Stated goal: Write out exactly the lines running from the line that includes "Would you be able to indicate the small" to the end of the data, both ends included, and nothing besides.
start Data provided
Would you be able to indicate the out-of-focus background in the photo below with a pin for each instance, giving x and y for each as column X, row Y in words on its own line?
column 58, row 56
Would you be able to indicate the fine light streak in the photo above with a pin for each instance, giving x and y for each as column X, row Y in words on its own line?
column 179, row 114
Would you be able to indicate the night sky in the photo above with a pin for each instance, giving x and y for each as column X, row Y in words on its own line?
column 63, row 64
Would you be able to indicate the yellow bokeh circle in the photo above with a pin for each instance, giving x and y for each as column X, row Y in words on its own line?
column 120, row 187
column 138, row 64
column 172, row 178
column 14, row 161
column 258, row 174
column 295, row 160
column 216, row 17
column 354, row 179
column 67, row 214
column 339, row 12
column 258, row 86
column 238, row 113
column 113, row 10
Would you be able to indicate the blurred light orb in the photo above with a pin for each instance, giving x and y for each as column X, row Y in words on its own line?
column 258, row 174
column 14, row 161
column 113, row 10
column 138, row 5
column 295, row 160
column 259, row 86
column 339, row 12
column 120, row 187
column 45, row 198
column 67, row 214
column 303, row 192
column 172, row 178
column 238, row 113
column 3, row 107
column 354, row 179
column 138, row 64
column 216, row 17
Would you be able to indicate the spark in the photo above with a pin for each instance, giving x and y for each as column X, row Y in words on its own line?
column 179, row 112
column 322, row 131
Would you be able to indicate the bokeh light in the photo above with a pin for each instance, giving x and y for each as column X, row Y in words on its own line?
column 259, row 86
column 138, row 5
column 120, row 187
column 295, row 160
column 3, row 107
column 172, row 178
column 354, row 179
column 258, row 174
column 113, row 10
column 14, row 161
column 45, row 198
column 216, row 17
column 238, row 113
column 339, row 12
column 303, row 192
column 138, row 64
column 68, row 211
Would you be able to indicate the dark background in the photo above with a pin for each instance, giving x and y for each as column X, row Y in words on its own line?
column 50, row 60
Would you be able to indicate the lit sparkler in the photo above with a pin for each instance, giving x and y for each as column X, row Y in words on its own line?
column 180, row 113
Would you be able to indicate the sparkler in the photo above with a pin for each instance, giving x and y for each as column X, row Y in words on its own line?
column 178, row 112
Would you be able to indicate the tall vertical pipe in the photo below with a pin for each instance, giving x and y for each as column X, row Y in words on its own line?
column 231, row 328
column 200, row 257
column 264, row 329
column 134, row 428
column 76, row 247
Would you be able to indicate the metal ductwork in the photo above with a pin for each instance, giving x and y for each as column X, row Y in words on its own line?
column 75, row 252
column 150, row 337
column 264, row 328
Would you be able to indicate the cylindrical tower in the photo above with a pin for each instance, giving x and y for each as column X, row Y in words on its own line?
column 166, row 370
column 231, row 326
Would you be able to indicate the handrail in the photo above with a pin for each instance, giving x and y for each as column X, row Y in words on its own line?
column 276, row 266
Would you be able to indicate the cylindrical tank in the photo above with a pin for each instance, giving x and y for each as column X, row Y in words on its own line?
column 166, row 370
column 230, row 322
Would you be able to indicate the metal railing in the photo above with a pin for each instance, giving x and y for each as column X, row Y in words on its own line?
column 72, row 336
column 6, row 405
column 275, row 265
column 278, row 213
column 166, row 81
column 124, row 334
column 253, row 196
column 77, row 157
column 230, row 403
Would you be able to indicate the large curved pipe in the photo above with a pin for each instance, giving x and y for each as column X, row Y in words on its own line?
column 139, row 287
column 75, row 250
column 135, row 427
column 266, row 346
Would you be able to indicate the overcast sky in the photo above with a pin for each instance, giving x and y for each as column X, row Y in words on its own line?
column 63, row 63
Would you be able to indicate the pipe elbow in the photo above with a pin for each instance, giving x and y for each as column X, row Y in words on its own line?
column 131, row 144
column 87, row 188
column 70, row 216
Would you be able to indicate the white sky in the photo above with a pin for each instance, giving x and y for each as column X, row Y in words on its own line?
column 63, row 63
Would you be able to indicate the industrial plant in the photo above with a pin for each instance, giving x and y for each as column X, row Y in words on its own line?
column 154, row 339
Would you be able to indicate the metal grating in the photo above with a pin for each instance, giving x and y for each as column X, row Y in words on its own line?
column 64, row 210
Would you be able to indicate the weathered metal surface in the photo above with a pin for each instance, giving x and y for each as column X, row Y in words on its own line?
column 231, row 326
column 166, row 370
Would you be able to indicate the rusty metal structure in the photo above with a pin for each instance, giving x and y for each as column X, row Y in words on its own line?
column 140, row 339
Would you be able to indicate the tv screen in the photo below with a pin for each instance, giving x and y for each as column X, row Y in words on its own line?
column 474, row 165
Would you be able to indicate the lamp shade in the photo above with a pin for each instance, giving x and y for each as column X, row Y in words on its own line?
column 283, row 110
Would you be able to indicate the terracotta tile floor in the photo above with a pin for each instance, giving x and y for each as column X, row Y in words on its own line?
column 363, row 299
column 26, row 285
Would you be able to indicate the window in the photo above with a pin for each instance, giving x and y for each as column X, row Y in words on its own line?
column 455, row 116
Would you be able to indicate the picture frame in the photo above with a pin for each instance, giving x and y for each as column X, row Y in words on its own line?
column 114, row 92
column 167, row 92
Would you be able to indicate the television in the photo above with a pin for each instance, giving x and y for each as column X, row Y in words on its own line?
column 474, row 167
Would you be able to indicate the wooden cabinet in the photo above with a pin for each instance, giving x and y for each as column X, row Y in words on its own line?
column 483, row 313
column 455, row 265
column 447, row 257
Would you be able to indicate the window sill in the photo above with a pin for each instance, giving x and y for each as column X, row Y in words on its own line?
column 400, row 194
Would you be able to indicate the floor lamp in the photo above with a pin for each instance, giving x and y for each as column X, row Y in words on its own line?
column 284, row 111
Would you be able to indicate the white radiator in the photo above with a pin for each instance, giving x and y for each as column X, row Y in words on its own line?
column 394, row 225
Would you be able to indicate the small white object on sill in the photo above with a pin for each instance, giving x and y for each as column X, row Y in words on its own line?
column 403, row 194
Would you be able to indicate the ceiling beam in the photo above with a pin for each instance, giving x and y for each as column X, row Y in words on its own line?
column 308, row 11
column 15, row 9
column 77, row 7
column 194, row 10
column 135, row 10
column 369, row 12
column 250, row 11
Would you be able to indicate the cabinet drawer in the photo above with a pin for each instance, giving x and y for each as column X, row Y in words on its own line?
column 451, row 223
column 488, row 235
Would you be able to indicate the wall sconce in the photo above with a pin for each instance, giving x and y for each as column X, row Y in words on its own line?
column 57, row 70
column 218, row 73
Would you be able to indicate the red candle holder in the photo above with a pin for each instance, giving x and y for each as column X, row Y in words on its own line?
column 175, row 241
end Data provided
Answer to the task:
Would you be able to indicate the small white object on sill in the photo above with a pin for each instance, giving x and y for each as column X, row Y in words on its own line?
column 403, row 194
Would you be able to indicate the ceiling beam in the photo above with a pin for each instance, giving x and y for each as column X, row Y in words on its own line?
column 308, row 11
column 15, row 9
column 77, row 7
column 194, row 10
column 135, row 10
column 369, row 12
column 250, row 11
Would you be able to indicate the cabinet drawer in the photo above with a pin for each instance, giving x and y for each as column X, row Y in words on its own line?
column 451, row 223
column 488, row 235
Would you be able to indicate the wall sconce in the photo above with a pin for each instance, giving x and y for each as column X, row Y in words on its own line?
column 57, row 70
column 218, row 73
Would you be able to indicate the red candle holder in the photo above with a pin for each instance, giving x and y for each as column X, row Y in words on its own line?
column 175, row 241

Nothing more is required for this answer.